(Beginning of EXERCISE MATERIAL)

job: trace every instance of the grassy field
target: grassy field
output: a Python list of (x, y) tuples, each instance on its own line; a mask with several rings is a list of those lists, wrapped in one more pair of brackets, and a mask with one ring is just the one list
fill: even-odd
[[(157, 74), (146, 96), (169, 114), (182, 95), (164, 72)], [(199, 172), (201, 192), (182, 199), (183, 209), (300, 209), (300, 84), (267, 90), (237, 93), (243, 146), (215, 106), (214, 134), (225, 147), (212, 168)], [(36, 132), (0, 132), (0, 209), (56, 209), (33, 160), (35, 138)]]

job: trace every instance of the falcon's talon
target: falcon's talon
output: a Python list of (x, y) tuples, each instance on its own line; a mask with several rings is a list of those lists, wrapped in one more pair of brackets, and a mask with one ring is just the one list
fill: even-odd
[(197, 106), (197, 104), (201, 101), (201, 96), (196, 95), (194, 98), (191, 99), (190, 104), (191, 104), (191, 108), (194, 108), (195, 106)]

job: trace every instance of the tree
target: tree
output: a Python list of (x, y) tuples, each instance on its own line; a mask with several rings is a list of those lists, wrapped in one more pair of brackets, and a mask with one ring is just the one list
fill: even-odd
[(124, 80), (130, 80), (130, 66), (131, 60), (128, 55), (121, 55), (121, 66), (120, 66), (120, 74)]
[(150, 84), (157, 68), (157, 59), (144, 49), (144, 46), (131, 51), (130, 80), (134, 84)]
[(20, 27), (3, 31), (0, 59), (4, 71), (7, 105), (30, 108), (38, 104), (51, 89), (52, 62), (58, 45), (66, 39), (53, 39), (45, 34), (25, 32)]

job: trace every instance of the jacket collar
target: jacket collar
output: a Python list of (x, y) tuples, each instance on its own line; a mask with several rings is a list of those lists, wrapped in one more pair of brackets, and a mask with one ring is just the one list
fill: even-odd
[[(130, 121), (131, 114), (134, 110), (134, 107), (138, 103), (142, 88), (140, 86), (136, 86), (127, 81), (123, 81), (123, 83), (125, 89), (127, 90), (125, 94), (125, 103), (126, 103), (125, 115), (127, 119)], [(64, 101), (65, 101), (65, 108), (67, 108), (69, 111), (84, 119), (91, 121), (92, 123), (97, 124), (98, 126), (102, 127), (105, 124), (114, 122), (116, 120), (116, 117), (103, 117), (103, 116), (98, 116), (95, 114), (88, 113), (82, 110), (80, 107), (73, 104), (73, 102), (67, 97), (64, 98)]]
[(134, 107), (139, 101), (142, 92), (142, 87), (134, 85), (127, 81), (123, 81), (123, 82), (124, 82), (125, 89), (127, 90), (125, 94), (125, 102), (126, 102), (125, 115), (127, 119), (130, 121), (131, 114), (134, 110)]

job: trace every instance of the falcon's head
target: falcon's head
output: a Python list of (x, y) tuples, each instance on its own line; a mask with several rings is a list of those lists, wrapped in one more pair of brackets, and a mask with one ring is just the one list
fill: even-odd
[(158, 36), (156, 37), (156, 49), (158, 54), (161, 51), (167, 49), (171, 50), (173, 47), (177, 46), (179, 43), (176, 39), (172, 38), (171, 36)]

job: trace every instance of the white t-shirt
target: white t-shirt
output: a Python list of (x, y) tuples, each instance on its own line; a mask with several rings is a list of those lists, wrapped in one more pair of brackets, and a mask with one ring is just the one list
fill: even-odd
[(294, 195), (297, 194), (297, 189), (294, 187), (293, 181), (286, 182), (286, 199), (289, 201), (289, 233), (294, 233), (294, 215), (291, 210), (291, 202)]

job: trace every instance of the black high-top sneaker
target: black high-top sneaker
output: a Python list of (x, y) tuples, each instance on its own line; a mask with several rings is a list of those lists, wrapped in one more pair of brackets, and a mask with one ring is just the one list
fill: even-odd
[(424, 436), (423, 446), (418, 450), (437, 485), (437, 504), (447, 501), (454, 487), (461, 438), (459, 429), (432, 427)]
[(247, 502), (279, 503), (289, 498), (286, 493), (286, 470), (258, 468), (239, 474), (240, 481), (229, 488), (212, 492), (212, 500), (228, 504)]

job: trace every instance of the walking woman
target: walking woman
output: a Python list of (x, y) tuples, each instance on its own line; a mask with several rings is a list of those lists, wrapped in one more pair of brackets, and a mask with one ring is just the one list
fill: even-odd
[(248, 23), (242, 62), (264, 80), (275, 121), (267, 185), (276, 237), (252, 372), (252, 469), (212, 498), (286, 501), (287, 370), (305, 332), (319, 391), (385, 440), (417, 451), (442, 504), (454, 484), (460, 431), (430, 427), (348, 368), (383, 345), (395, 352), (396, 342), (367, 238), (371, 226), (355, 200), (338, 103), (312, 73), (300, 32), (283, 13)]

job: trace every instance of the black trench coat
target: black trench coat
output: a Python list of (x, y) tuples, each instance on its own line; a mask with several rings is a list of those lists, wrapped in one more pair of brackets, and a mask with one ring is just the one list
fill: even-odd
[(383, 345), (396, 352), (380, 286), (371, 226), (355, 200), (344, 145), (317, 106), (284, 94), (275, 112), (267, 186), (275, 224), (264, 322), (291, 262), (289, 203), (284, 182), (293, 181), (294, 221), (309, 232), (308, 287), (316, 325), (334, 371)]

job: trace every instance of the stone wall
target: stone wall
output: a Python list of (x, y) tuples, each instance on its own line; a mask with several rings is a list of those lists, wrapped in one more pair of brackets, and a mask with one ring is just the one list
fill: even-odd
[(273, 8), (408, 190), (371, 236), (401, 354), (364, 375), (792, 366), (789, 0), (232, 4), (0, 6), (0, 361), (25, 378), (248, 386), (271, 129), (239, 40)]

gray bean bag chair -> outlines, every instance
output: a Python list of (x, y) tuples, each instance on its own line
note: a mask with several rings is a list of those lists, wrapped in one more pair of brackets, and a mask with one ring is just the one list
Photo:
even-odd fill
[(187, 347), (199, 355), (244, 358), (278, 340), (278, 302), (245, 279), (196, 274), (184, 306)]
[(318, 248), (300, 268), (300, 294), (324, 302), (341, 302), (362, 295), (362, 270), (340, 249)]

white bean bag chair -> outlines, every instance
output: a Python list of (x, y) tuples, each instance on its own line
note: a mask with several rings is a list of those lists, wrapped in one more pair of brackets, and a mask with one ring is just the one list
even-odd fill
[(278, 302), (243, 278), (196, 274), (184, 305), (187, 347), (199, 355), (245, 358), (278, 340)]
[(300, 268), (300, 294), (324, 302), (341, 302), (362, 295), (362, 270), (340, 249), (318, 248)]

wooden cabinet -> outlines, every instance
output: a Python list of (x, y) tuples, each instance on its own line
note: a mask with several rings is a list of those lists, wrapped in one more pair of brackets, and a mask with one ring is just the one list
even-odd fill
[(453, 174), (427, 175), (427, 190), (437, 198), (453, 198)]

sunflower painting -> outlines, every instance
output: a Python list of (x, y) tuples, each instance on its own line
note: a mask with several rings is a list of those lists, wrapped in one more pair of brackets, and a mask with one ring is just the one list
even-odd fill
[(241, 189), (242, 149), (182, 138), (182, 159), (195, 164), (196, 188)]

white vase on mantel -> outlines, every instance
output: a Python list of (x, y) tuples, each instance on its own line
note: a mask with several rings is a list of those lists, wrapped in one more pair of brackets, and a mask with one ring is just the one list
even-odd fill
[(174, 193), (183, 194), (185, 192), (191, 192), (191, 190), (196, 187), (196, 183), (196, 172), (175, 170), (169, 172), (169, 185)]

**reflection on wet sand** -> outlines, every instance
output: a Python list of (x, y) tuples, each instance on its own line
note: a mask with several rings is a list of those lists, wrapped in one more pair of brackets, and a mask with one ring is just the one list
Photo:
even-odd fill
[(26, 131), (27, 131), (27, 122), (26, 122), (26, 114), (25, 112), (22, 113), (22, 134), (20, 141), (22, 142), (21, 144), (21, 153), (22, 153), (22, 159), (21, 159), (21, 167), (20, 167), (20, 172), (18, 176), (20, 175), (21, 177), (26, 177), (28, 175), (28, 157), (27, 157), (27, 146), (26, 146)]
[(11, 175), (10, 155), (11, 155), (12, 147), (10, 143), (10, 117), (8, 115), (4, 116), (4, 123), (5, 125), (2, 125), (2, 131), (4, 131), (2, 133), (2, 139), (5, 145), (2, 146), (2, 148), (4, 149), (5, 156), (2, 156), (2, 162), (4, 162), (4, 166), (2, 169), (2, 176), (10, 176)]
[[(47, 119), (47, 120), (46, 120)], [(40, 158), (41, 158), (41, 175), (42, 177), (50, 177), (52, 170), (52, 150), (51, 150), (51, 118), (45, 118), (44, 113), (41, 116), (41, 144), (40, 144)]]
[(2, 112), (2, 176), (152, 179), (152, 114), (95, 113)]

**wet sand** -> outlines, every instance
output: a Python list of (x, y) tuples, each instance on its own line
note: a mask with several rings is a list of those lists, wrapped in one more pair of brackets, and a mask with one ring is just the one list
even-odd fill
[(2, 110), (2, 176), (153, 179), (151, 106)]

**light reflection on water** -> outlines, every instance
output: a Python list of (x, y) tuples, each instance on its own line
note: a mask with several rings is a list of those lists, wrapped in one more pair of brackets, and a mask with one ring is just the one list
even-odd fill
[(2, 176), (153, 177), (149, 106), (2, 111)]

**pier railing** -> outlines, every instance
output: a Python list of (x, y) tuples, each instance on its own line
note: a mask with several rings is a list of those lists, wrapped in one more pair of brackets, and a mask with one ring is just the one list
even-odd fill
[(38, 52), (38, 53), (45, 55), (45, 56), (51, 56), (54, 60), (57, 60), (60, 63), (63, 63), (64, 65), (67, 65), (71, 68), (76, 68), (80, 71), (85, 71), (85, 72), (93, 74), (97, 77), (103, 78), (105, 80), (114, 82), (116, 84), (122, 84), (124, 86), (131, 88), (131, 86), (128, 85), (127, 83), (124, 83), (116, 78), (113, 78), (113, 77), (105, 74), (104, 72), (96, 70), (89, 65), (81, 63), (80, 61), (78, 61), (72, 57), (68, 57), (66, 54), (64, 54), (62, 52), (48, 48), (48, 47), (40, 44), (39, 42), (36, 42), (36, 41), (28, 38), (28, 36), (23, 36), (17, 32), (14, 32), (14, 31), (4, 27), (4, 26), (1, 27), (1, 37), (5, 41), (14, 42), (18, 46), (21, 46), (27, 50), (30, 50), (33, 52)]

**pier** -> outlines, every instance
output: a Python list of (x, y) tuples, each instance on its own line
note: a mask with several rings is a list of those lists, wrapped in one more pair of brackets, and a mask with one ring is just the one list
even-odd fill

(End of EXERCISE MATERIAL)

* WHAT THIS TASK INVOLVES:
What is the number of lines in the listing that contain "coat"? State it and nothing more.

* EXERCISE OUTPUT:
2